◆ Task requirements ◆
Return the lines of the records unchanged, from the very first line through the line that contains "365, 311, 406, 405", both included.

* begin *

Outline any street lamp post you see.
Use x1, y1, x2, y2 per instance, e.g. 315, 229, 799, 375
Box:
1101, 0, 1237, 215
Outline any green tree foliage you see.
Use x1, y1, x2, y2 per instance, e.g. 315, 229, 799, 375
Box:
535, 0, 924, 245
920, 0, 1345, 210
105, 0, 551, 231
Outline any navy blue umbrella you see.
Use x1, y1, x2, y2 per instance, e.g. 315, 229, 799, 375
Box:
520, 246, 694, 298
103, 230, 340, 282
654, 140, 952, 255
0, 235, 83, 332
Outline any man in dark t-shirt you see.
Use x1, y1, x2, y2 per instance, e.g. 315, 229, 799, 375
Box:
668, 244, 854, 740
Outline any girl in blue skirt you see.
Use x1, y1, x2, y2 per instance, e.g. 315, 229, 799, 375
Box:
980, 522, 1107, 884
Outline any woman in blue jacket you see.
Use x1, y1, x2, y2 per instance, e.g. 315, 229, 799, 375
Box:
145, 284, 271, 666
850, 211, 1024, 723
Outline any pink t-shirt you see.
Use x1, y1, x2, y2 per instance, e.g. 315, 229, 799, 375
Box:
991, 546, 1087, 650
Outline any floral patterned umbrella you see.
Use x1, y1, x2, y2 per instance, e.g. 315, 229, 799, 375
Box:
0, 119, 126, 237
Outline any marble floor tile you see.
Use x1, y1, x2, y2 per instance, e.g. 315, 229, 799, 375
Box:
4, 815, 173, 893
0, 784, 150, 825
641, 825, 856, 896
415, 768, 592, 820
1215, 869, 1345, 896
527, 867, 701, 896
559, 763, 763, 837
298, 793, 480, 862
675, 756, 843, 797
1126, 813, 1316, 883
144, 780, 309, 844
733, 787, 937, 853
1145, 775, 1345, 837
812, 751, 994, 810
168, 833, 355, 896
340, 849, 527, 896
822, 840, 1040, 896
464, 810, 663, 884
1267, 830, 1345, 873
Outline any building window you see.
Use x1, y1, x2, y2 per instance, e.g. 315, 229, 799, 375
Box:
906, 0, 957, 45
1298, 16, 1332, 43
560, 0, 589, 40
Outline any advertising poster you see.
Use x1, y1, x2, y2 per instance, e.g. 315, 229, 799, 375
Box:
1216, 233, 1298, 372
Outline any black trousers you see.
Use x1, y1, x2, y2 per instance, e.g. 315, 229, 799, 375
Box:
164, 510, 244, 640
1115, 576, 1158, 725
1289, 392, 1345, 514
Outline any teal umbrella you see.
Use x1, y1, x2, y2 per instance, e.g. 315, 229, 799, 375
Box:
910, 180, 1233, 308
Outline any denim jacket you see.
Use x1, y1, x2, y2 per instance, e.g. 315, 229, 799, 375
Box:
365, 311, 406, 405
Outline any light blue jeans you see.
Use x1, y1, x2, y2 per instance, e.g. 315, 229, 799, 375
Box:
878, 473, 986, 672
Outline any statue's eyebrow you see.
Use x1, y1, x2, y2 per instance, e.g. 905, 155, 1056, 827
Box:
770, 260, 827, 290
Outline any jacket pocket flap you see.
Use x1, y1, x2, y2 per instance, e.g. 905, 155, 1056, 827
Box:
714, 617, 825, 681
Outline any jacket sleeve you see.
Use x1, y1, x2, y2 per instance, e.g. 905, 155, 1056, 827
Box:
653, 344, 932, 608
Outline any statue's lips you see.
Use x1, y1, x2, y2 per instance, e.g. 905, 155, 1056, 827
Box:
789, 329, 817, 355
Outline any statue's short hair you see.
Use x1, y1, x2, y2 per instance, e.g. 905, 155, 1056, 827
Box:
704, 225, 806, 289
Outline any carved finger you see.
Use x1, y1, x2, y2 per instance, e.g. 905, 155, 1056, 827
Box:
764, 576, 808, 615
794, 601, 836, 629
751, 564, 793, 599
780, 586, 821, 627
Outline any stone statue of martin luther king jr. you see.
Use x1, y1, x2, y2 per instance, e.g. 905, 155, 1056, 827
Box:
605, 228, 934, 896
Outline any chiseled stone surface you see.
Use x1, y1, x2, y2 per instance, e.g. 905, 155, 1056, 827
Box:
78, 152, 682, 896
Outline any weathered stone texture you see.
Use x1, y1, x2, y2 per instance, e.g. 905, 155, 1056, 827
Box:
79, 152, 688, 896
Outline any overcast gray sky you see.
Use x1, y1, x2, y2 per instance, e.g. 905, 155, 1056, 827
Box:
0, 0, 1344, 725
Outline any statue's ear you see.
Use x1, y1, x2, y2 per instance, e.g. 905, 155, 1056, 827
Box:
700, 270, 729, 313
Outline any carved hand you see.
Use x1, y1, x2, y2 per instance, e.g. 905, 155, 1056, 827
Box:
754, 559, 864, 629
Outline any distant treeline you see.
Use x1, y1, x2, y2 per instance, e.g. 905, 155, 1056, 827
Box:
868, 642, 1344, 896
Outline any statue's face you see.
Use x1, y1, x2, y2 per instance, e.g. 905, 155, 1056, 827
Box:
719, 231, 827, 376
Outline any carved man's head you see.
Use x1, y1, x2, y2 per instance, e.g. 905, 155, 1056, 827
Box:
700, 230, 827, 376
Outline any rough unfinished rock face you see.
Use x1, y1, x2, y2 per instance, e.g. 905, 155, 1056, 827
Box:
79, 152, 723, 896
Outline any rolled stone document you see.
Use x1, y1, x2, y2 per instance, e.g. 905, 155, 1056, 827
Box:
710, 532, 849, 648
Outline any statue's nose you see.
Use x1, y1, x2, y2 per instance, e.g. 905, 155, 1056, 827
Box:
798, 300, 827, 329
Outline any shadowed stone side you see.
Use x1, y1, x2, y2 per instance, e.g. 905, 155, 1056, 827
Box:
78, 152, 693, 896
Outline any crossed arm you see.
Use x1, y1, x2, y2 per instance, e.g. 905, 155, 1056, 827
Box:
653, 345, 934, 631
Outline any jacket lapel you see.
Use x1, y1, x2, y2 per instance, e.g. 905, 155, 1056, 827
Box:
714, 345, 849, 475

* end *

◆ Solution for this problem ◆
Outline any street lamp post you see.
Use x1, y1, x2, y2 per instance, e.g. 315, 229, 799, 375
Box:
1101, 0, 1237, 215
Outline any green tree foliage you see.
Use x1, y1, x2, y2 per instance, e.g. 315, 229, 799, 375
Box:
535, 0, 924, 245
920, 0, 1345, 210
105, 0, 551, 231
Outline any navy blue umbrella you see.
Use x1, y1, x2, y2 per instance, e.g. 315, 229, 799, 375
Box:
520, 246, 694, 298
103, 230, 340, 282
654, 140, 952, 255
0, 235, 83, 332
Outline any man in dark t-shirt you see.
Use x1, y1, x2, y2 per instance, e.g. 315, 229, 799, 375
Box:
668, 244, 854, 740
Outline any girl in blue skirt you see.
Use x1, y1, x2, y2 per instance, e.g. 315, 229, 799, 375
Box:
980, 522, 1107, 884
Outline any woman in blue jacket you see.
Use x1, y1, x2, y2 per instance, e.g. 315, 229, 799, 375
Box:
145, 284, 271, 666
850, 211, 1024, 723
Outline any pink t-shirt you see.
Use x1, y1, x2, y2 per instance, e.g. 315, 229, 799, 375
Box:
991, 546, 1087, 650
Outline any floral patterned umbrella you see.
Use x1, y1, x2, y2 per instance, e.g. 315, 229, 799, 375
Box:
0, 119, 126, 237
Outline any marble floor tile you see.
Use x1, y1, x2, y2 per instance, e.g. 315, 229, 799, 375
Box:
4, 815, 173, 893
0, 784, 150, 825
641, 825, 856, 896
415, 768, 592, 820
1215, 869, 1345, 896
527, 867, 701, 896
559, 763, 763, 837
298, 793, 480, 862
675, 756, 843, 797
1126, 813, 1316, 883
144, 780, 309, 844
733, 787, 937, 853
1145, 775, 1345, 837
812, 751, 994, 810
168, 833, 355, 896
340, 849, 527, 896
822, 840, 1040, 896
464, 810, 663, 884
1267, 830, 1345, 873
Outline any building window you see.
Use x1, y1, x2, y2 per instance, e.g. 315, 229, 799, 375
Box:
906, 0, 957, 45
1298, 16, 1332, 43
560, 0, 589, 40
Outline any advertising poster you see.
Use x1, y1, x2, y2 per instance, e.g. 315, 229, 799, 375
Box:
1216, 233, 1298, 372
Outline any black trousers you see.
Use x1, y1, x2, y2 per instance, e.g. 315, 229, 799, 375
Box:
164, 510, 244, 640
1115, 576, 1158, 725
1289, 392, 1345, 514
Outline any teal umbrella you see.
Use x1, y1, x2, y2 per instance, e.g. 315, 229, 799, 375
Box:
910, 180, 1233, 308
Outline any denim jacket you see.
Use x1, y1, x2, y2 per instance, e.g. 315, 229, 799, 375
Box:
365, 311, 406, 405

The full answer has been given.